Exercícios a fazer:
• A. Reescreva a parte do comentário sobre Nietzsche que começa com as palavras "Márcio José Silveira" e termina com "251 –273, 2020.", trocando "Referência do texto comentado" por "Obra comentada".
• B. Dê continuidade ao comentário sobre Nietzsche e a vontade de potência a partir do ponto em que ele para.

Trecho do documento:
######

Comentário ao artigo “Nietzsche y el devenir vital: de lo inorgánico a lo orgânico”

 

Márcio José Silveira Lima[1]

 

Referência do texto comentado: Martínez Becerra, Pablo. Nietzsche y el devenir vital: de lo inorgánico a lo orgánico. Trans/Form/Ação: revista de filosofia da Unesp, vol. 43, n. 4, p. 251 –273, 2020.

 

Em seu artigo “Nietzsche y el devenir vital: de lo inorgánico a lo orgânico”, Pablo Martínez Becerra dedica-se a uma das teorias mais difíceis e estudadas de Nietzsche, a da vontade de potência[2], dando ênfase a aspectos nem sempre explorados, como as considerações do filósofo sobre o caráter inorgânico do mundo. Destacando o contexto das leituras que foram importantes e que possivelmente influenciaram a elaboração da doutrina, o autor demarca o lugar do nome mais conhecido e respeitado entre os nomes que influenciaram Nietzsche: o de Schopenhauer. A seu ver, acertadamente nos parece, a filosofia da vontade poderia ser considerada como modelo de inspiração apenas para uma parte da teoria da vontade de potência, uma vez que ela não considera o mundo como vontade, em sua expressão inorgânica. Para expandir o âmbito de atuação a todo o real, as leituras “científicas” teriam tido um papel importante, tais como Zöllner, Boscovich, Vogt, Spir, Kopp.

A favor da tese de Martínez Becerra, conta o principal texto publicado por Nietzsche sobre a vontade de potência: o parágrafo 36 de Além do bem e do mal (NIETZSCHE, JGB, 1988, KSA 5.55). Ali, na condensada apresentação da teoria, entre as muitas teses, afirma-se que o mundo, visto de dentro, em seu caráter inteligível, é vontade de potência e nada além. O primeiro aspecto dessa concepção, como Martínez Becerra mostra, é que a crítica de Nietzsche ao mecanicismo e seu princípio de conservação consiste em rejeitar que os seres inorgânicos sejam definidos em termos de um substratum material inerte, defendendo, com a teoria da vontade de potência, que atuam de acordo com a mesma relação de forças e de expansão que os seres orgânicos.

Não há, portanto, uma delimitação daquilo que é próprio da vontade de potência ao mundo orgânico. Contudo, a não restrição da vontade de potência ao mundo orgânico leva o autor a questionar se Nietzsche seria adepto de um hylozoísmo. Ainda que não mencione a famosa passagem de Zaratustra (NIETZSCHE, ZA II, Da superação de si, 1988, KSA 4.149), em que o personagem afirma ter encontrado vida onde encontrou vontade de potência, essa ideia parece conduzir, no artigo, a uma identificação entre a vontade de potência como forma de todo ser a um princípio vitalista. E essa associação parece problemática. Se toda vida implica uma expressão da vontade de potência, isso não significa que toda a vontade de potência seja caracterizada por um princípio vital. Nesse caso, não há como concluir que haja uma atividade vital nos seres inorgânicos. Além disso, o próprio Nietzsche, num conhecido texto de A gaia ciência, o aforismo 109, alerta para que nos guardemos de pensar o mundo como um ser vivo (NIETZSCHE, FW, 1988, KSA 3.552).

######

Entradas de imagem sobre regiões nomeadas:
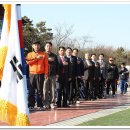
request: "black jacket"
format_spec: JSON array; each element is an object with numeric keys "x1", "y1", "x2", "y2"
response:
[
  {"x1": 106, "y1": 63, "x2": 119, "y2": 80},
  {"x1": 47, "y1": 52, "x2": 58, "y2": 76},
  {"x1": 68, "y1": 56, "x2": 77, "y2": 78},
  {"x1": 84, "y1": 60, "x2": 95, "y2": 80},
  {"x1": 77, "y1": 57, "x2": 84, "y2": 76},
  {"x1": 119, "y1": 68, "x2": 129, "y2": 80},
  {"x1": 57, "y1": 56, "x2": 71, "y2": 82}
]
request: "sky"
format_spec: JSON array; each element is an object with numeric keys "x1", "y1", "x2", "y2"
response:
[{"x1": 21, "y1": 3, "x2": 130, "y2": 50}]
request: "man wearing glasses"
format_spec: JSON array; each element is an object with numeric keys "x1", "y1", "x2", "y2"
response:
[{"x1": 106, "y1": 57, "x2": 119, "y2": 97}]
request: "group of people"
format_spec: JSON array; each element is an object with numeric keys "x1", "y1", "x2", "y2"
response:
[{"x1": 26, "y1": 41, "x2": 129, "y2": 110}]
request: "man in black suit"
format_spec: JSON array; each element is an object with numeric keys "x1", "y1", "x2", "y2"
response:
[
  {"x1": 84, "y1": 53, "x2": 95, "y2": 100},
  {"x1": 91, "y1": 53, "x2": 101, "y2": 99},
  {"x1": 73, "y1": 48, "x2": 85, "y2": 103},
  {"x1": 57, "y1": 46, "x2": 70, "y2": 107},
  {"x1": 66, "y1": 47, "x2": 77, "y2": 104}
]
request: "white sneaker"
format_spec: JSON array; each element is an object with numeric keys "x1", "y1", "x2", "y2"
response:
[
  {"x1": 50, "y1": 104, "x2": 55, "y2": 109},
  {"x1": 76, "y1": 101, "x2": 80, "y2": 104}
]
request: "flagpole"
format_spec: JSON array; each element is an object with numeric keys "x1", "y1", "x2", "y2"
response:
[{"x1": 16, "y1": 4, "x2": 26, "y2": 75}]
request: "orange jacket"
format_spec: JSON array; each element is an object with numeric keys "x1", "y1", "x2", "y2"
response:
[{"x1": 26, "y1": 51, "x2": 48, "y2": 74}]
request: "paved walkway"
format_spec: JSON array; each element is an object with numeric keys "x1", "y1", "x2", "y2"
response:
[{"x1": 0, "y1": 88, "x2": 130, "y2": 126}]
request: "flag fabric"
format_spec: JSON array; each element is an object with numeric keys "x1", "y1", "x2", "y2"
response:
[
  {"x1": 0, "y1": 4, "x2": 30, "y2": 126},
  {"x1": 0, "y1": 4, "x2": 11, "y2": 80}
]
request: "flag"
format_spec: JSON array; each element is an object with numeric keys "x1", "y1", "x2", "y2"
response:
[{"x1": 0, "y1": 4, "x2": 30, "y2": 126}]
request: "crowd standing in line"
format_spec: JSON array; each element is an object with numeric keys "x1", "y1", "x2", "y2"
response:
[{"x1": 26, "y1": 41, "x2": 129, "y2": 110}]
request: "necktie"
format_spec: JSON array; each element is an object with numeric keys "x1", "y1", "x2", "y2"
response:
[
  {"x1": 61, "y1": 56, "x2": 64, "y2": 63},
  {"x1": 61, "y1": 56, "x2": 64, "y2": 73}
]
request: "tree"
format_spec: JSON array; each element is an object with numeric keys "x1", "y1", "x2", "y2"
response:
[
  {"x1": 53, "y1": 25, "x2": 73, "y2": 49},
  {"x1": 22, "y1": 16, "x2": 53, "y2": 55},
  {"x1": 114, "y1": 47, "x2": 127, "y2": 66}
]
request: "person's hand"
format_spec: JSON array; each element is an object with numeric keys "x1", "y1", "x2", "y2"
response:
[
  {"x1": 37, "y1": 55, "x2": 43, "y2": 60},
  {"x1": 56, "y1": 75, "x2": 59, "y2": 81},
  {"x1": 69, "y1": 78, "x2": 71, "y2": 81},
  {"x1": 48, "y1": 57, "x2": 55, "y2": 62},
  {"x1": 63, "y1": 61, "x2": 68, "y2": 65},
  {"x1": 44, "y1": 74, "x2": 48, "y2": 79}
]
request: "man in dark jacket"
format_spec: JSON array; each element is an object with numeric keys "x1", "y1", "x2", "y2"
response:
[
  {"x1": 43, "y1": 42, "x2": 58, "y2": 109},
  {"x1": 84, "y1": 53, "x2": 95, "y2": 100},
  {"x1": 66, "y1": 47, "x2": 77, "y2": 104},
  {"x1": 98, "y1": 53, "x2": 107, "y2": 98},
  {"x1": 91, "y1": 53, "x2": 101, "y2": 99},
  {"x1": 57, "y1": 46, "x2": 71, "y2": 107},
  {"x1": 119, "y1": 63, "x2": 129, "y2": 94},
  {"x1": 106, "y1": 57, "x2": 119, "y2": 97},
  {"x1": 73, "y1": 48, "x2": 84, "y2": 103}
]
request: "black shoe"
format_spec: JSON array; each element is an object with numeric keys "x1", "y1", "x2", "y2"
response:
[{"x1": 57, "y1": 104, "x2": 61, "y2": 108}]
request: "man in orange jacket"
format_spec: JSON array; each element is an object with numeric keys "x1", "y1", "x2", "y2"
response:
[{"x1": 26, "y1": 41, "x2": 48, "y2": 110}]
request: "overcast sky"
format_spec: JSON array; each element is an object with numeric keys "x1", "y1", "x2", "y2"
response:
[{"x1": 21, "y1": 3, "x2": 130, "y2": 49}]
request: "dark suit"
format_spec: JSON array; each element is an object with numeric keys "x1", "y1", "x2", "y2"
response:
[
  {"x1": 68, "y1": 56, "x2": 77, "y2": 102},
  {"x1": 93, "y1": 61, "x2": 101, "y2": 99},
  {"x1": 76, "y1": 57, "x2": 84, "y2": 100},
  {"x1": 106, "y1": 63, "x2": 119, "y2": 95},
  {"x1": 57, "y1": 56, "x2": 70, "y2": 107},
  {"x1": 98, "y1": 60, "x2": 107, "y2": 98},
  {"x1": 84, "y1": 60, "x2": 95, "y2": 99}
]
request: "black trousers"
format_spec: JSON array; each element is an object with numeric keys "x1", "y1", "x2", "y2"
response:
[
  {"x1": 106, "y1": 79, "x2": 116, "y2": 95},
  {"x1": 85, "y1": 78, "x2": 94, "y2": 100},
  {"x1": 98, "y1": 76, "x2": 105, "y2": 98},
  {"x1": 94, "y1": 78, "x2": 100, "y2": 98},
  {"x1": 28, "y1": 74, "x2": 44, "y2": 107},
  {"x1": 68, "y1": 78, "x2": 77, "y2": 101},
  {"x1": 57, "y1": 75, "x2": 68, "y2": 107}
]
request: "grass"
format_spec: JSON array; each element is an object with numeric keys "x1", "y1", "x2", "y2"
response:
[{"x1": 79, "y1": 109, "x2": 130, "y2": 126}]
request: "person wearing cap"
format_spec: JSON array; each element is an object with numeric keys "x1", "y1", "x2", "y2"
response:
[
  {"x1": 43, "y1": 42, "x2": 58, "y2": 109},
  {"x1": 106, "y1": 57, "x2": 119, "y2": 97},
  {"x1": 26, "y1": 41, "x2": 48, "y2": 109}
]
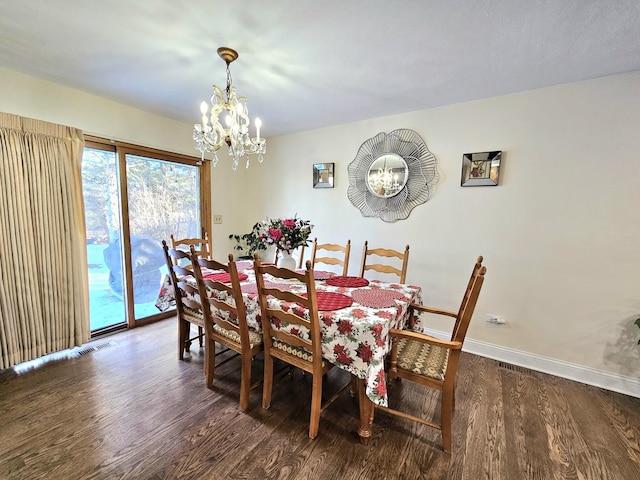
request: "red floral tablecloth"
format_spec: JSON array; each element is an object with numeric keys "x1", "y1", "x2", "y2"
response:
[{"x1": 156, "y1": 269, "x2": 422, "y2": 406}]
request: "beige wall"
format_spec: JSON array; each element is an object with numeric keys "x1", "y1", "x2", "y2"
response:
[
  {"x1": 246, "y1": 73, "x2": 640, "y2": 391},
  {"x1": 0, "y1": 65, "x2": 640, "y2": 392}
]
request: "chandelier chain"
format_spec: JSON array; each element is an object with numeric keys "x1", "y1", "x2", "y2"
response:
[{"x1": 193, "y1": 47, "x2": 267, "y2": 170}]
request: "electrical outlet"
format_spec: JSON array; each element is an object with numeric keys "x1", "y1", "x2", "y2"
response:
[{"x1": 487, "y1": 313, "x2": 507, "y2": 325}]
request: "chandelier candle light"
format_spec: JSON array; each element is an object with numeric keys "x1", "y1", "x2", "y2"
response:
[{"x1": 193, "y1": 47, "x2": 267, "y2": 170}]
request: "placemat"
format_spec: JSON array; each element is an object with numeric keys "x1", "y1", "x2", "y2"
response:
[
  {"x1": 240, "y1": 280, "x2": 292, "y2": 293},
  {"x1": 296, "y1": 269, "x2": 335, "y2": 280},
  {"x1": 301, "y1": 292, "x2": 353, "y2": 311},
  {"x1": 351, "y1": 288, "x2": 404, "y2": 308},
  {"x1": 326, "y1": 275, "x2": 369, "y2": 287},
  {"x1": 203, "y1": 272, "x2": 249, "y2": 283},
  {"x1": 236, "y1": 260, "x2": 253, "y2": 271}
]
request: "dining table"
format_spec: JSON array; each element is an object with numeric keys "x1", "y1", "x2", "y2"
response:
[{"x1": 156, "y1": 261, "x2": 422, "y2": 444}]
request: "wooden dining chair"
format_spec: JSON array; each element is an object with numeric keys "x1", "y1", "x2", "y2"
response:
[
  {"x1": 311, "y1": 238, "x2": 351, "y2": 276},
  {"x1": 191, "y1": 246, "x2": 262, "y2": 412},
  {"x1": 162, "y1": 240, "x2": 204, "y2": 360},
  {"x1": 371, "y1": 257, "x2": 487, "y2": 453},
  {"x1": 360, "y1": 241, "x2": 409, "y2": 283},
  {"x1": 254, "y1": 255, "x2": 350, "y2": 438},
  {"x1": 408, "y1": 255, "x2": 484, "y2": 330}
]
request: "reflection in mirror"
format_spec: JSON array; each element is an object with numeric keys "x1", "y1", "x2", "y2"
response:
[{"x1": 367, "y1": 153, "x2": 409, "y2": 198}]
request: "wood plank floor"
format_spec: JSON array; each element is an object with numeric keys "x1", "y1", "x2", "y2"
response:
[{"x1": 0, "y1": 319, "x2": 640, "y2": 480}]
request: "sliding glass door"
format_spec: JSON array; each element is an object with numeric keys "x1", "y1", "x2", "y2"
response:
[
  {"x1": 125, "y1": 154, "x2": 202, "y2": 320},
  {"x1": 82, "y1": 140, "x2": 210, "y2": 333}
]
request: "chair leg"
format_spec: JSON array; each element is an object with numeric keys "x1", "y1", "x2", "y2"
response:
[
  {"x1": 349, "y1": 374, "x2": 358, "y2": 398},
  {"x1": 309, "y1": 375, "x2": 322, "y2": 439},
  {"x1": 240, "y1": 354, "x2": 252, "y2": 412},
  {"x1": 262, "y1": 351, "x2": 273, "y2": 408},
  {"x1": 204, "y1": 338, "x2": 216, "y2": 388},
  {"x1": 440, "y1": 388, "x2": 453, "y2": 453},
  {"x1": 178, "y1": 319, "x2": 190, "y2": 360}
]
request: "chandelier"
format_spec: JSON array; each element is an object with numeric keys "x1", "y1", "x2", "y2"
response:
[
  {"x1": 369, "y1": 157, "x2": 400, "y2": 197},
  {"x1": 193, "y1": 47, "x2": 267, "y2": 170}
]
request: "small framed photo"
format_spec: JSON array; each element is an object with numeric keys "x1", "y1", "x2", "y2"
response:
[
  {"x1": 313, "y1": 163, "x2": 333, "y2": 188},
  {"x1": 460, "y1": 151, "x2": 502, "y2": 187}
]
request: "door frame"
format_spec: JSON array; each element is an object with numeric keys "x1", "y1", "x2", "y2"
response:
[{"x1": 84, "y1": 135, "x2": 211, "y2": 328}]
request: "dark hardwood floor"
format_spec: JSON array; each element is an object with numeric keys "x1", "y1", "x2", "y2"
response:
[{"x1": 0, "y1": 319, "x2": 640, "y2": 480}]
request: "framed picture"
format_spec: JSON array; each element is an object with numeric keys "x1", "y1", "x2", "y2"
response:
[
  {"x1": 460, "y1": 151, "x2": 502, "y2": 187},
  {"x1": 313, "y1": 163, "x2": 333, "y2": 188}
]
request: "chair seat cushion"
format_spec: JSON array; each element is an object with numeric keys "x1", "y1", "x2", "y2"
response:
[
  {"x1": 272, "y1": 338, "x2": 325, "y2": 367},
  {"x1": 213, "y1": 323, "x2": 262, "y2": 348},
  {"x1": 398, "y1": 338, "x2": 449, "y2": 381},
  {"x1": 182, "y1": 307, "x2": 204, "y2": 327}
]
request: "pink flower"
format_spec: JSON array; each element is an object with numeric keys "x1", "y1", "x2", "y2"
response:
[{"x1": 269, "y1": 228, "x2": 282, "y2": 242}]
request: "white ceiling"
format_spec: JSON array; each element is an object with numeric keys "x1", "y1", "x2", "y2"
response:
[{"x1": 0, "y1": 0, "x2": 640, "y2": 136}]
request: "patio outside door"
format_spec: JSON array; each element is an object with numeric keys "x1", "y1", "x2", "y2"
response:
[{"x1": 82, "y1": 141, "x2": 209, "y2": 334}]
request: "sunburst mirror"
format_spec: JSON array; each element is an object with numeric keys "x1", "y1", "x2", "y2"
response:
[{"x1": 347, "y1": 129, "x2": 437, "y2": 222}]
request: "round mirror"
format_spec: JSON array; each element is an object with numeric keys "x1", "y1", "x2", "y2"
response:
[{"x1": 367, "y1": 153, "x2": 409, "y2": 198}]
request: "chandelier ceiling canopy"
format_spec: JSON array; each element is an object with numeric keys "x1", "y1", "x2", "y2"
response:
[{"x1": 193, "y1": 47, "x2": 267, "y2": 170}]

######

Respostas em ordem:
• A.
Márcio José Silveira Lima[1]

 

Obra comentada: Martínez Becerra, Pablo. Nietzsche y el devenir vital: de lo inorgánico a lo orgánico. Trans/Form/Ação: revista de filosofia da Unesp, vol. 43, n. 4, p. 251 –273, 2020.

• B.
Citando um fragmento de Nietzsche em que o mundo inorgânico é governado pela vontade de potência, e no qual o filósofo acrescenta, corrigindo-se, que não existe mundo inorgânico, Martínez Becerra retira da passagem a conclusão de que o inorgânico é também vida. Ora, a passagem, em si mesma, é daqueles textos do filósofo em que há contraste com outros, nas quais ele faz uma diferenciação entre orgânico e inorgânico (o artigo mesmo traz esses textos contrastantes). Além disso, embora se considere a recusa do fragmento em negar essa diferença, não há como concluir que o inorgânico seja constituído pela vida. Ora, como realça Martínez Becerra, em outras passagens, é possível encontrar outras formas de atuar que sejam comuns tanto à vida orgânica quanto à inorgânica, as quais seriam próprias da vontade de potência, como uma óptica de percepção, a qual está amparada pelos textos do próprio filósofo. Nesse caso, e como o artigo nos informa, Nietzsche por vezes atribui uma superioridade ao mundo inorgânico, considerando que a vida constitui um “acidente” e uma “exceção”. Se se trata de atribuir um possível hylozoísmo a Nietzsche, porque haveria um vitalismo irrestrito da vontade de potência, ainda que o artigo não assuma esse ponto de vista de modo explícito, parece que há elementos mais consistentes para negar essa possibilidade, e que o próprio texto parece mostrar, na maioria das vezes.

 

Referência

NIETZSCHE, Friedrich. Sämtliche Werke. Kritische Studienausgabe (KSA), 15 vols. (Organizada por Giorgio Colli e Mazzino Montinari), Berlim: Walter de Gruyter & Co., 1988.


 



[1] Professor de Filosofia da Universidade Federal do Sul da Bahia – UFSB e Editor Responsável dos Cadernos Nietzsche. ORCID: https://orcid.org/0000-0001-6813-8864. E-mail: marscill@gmail.com

[2] O termo alemão Wille zur macht tem sido traduzido, no Brasil, tanto por vontade de poder (preferência do autor, em castelhano), quanto por vontade de potência, que é o de nossa escolha.